-- start --

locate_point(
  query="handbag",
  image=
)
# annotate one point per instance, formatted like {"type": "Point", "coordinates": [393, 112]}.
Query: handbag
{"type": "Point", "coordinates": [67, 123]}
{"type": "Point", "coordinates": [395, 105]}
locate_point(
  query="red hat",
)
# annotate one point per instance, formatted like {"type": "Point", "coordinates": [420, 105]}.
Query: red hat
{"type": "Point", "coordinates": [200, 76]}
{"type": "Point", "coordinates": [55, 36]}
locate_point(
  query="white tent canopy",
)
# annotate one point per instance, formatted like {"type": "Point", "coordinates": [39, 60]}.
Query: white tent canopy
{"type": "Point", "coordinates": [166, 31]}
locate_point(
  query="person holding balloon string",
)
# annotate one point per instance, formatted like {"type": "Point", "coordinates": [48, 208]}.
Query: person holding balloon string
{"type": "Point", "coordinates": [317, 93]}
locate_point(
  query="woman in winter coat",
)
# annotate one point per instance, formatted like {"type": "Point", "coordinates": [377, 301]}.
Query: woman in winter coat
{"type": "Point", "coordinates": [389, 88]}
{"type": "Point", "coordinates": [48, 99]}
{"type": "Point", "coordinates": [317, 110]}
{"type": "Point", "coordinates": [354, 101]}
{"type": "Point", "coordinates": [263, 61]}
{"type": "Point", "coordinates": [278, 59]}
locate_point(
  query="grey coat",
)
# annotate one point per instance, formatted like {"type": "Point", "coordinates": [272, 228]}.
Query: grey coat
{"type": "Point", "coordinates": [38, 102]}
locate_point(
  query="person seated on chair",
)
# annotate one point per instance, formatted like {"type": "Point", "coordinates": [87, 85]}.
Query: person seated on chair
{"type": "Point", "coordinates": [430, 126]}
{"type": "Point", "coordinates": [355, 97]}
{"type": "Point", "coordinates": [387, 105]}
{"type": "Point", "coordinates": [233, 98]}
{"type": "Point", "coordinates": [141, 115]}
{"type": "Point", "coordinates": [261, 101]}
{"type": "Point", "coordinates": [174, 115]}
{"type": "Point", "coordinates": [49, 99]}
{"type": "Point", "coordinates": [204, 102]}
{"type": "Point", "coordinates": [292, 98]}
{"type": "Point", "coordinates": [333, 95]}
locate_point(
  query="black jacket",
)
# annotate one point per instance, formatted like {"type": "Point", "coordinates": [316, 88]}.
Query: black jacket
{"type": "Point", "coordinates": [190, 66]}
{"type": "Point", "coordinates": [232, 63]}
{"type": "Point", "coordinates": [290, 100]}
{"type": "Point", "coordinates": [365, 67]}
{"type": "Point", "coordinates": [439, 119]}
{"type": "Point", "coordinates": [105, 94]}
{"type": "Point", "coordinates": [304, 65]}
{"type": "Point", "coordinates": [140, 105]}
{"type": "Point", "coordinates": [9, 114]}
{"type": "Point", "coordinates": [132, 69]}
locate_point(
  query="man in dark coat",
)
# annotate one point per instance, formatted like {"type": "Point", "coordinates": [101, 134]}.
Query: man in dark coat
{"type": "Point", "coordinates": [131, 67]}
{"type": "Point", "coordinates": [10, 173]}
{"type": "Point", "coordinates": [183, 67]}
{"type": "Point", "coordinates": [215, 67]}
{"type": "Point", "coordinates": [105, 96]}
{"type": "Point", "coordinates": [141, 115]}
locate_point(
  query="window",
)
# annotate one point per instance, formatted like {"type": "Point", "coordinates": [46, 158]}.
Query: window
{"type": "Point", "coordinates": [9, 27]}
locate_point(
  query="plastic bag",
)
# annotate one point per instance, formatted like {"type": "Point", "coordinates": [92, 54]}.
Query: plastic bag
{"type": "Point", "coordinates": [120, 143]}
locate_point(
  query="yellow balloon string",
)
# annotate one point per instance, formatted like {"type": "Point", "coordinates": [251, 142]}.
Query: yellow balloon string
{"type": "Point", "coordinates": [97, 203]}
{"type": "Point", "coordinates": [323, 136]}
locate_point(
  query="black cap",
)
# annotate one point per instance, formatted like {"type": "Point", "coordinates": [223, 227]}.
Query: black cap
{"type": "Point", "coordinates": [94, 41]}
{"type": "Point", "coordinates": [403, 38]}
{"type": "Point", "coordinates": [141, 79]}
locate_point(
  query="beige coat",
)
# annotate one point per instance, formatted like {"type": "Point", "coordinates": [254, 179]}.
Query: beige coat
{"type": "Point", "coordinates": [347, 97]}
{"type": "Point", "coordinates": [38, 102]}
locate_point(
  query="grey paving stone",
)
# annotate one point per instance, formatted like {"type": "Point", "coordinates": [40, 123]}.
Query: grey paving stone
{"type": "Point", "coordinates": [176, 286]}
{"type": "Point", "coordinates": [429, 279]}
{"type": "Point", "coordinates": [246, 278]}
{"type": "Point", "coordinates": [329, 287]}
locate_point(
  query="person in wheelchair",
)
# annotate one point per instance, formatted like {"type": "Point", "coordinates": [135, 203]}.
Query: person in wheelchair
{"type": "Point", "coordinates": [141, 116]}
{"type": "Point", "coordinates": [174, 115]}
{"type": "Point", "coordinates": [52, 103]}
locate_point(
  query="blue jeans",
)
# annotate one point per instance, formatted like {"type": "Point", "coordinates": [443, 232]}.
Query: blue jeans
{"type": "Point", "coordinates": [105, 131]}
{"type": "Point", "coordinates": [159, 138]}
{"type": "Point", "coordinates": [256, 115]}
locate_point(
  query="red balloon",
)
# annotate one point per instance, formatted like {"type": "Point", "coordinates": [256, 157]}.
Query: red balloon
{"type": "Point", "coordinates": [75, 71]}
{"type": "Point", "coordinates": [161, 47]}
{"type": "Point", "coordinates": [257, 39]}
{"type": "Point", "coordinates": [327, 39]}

-- end --

Type out all of the material again, word for word.

Output of the task:
locate_point(
  query="handbag",
  image=
)
# annotate one point per instance, formatted like {"type": "Point", "coordinates": [393, 112]}.
Query: handbag
{"type": "Point", "coordinates": [67, 123]}
{"type": "Point", "coordinates": [395, 105]}
locate_point(
  query="red hat",
)
# annotate one point per instance, formatted like {"type": "Point", "coordinates": [420, 105]}.
Query: red hat
{"type": "Point", "coordinates": [200, 76]}
{"type": "Point", "coordinates": [55, 36]}
locate_point(
  query="white tent canopy",
)
# annotate one point per instance, formatted like {"type": "Point", "coordinates": [39, 60]}.
Query: white tent canopy
{"type": "Point", "coordinates": [166, 31]}
locate_point(
  query="person holding balloon string",
)
# annotate one point per instance, formatted like {"type": "Point", "coordinates": [48, 208]}.
Query: person holding balloon string
{"type": "Point", "coordinates": [317, 93]}
locate_point(
  query="woman in winter coat",
)
# annotate one point per instance, formatted like {"type": "Point", "coordinates": [377, 301]}.
Query: woman in winter coat
{"type": "Point", "coordinates": [389, 88]}
{"type": "Point", "coordinates": [48, 99]}
{"type": "Point", "coordinates": [317, 110]}
{"type": "Point", "coordinates": [354, 101]}
{"type": "Point", "coordinates": [263, 61]}
{"type": "Point", "coordinates": [278, 59]}
locate_point(
  query="grey coat",
)
# annotate one point per instance, formatted like {"type": "Point", "coordinates": [272, 228]}.
Query: grey coat
{"type": "Point", "coordinates": [38, 102]}
locate_point(
  query="person seated on chair",
)
# annotate one point per instance, formatted like {"type": "Point", "coordinates": [87, 85]}.
Query: person seated on chair
{"type": "Point", "coordinates": [430, 126]}
{"type": "Point", "coordinates": [355, 97]}
{"type": "Point", "coordinates": [387, 105]}
{"type": "Point", "coordinates": [233, 98]}
{"type": "Point", "coordinates": [141, 115]}
{"type": "Point", "coordinates": [261, 101]}
{"type": "Point", "coordinates": [174, 115]}
{"type": "Point", "coordinates": [49, 99]}
{"type": "Point", "coordinates": [204, 102]}
{"type": "Point", "coordinates": [292, 98]}
{"type": "Point", "coordinates": [333, 95]}
locate_point(
  query="black jacket",
)
# annotate one point per instance, formatted like {"type": "Point", "coordinates": [316, 88]}.
Query: black jacket
{"type": "Point", "coordinates": [190, 66]}
{"type": "Point", "coordinates": [232, 63]}
{"type": "Point", "coordinates": [290, 100]}
{"type": "Point", "coordinates": [365, 67]}
{"type": "Point", "coordinates": [439, 119]}
{"type": "Point", "coordinates": [105, 94]}
{"type": "Point", "coordinates": [304, 65]}
{"type": "Point", "coordinates": [140, 105]}
{"type": "Point", "coordinates": [9, 114]}
{"type": "Point", "coordinates": [132, 69]}
locate_point(
  query="man in dark coat",
)
# annotate one point per instance, formatted like {"type": "Point", "coordinates": [101, 134]}.
Query: man in dark coat
{"type": "Point", "coordinates": [131, 67]}
{"type": "Point", "coordinates": [10, 173]}
{"type": "Point", "coordinates": [183, 67]}
{"type": "Point", "coordinates": [215, 67]}
{"type": "Point", "coordinates": [105, 96]}
{"type": "Point", "coordinates": [141, 115]}
locate_point(
  query="window",
)
# annotate one point per instance, formatted like {"type": "Point", "coordinates": [46, 158]}.
Query: window
{"type": "Point", "coordinates": [9, 27]}
locate_point(
  query="plastic bag",
)
# annotate one point per instance, formatted like {"type": "Point", "coordinates": [92, 54]}.
Query: plastic bag
{"type": "Point", "coordinates": [120, 143]}
locate_point(
  query="yellow balloon string",
)
# annotate one point per instance, formatted like {"type": "Point", "coordinates": [251, 142]}.
Query: yellow balloon string
{"type": "Point", "coordinates": [97, 203]}
{"type": "Point", "coordinates": [323, 136]}
locate_point(
  query="black cap",
)
# annotate one point per instance, formatted like {"type": "Point", "coordinates": [223, 227]}.
Query: black cap
{"type": "Point", "coordinates": [94, 41]}
{"type": "Point", "coordinates": [403, 38]}
{"type": "Point", "coordinates": [141, 79]}
locate_point(
  query="beige coat",
)
# annotate one point per instance, formatted like {"type": "Point", "coordinates": [254, 179]}.
Query: beige coat
{"type": "Point", "coordinates": [347, 97]}
{"type": "Point", "coordinates": [38, 102]}
locate_point(
  query="grey paving stone",
)
# annotate one point per instance, formatted like {"type": "Point", "coordinates": [40, 123]}.
Query: grey paving stone
{"type": "Point", "coordinates": [176, 286]}
{"type": "Point", "coordinates": [429, 279]}
{"type": "Point", "coordinates": [246, 278]}
{"type": "Point", "coordinates": [329, 287]}
locate_point(
  query="person in wheelchair",
)
# annotate one point per instance, formatted like {"type": "Point", "coordinates": [135, 203]}.
Query: person in wheelchair
{"type": "Point", "coordinates": [141, 116]}
{"type": "Point", "coordinates": [174, 115]}
{"type": "Point", "coordinates": [52, 103]}
locate_point(
  query="blue jeans",
)
# annotate one point per instance, formatted like {"type": "Point", "coordinates": [443, 232]}.
Query: blue jeans
{"type": "Point", "coordinates": [105, 131]}
{"type": "Point", "coordinates": [159, 138]}
{"type": "Point", "coordinates": [256, 115]}
locate_point(
  query="red balloon",
)
# annotate one point per instance, formatted like {"type": "Point", "coordinates": [256, 157]}.
Query: red balloon
{"type": "Point", "coordinates": [75, 71]}
{"type": "Point", "coordinates": [161, 47]}
{"type": "Point", "coordinates": [257, 39]}
{"type": "Point", "coordinates": [327, 39]}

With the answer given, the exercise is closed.